**Natural language region descriptions:**
----------
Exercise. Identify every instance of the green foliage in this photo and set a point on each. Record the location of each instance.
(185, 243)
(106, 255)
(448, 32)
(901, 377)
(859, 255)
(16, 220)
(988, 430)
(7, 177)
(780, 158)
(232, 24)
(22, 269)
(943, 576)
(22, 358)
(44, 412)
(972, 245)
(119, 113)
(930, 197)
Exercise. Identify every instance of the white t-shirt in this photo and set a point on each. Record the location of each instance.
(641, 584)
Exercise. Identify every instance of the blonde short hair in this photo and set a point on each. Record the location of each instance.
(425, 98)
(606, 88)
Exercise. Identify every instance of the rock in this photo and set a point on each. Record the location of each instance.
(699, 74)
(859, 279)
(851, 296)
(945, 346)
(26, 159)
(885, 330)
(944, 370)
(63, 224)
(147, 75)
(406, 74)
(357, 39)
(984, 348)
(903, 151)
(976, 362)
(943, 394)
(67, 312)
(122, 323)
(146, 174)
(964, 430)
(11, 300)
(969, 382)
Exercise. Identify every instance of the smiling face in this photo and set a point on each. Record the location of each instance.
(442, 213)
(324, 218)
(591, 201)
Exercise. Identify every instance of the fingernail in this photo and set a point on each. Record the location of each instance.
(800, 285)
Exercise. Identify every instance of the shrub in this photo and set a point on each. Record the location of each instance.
----------
**ACTION ITEM:**
The line containing "Exercise. Identify every instance of the fingernail" begins the span, and the last line of the records above ends it. Return that span exactly, and nothing outside it.

**TASK ANSWER:**
Exercise. Identify every instance of the fingernail in this photo and set a point on each. Record the location of each instance.
(800, 285)
Exercise. Identify every instance of the shrub in this photo and set a point on each. Record the location of each instance.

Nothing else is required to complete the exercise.